**THE PROBLEM:** Consider the listing below. Extract exactly the lines from the line containing "job: trace every instance of the stone steps" to the line containing "target: stone steps", both included.
►
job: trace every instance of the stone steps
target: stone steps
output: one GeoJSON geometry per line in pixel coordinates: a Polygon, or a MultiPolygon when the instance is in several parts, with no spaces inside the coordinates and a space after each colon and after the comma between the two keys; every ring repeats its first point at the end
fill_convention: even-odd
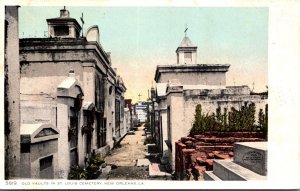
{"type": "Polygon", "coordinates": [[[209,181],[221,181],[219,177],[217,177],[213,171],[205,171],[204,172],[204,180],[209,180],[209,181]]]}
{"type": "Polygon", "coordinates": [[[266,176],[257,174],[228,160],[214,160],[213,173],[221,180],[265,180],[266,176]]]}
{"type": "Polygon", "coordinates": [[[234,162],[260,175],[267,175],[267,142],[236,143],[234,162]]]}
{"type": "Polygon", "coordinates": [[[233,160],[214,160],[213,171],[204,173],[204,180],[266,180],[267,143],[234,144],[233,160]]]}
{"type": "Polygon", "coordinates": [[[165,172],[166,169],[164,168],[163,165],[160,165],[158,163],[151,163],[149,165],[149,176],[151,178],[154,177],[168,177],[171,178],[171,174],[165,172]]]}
◄
►
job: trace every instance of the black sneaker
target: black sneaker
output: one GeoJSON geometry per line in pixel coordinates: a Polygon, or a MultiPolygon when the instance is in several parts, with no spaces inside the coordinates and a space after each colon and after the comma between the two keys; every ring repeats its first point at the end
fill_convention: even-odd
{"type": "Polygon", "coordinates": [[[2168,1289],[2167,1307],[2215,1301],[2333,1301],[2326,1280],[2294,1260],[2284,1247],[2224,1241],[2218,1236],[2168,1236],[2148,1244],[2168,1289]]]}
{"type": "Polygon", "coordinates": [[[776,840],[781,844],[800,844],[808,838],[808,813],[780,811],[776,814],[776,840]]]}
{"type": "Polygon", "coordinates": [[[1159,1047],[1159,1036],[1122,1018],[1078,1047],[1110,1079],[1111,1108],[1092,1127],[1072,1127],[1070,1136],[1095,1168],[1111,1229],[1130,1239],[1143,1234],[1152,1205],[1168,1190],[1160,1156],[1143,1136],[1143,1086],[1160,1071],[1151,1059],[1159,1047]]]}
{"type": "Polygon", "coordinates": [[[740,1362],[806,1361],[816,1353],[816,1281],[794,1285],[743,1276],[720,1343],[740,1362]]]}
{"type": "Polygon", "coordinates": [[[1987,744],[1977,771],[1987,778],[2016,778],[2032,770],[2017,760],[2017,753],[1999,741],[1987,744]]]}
◄
**RESPONSE TO THE EXERCISE:**
job: trace every instance of the stone steps
target: stone steps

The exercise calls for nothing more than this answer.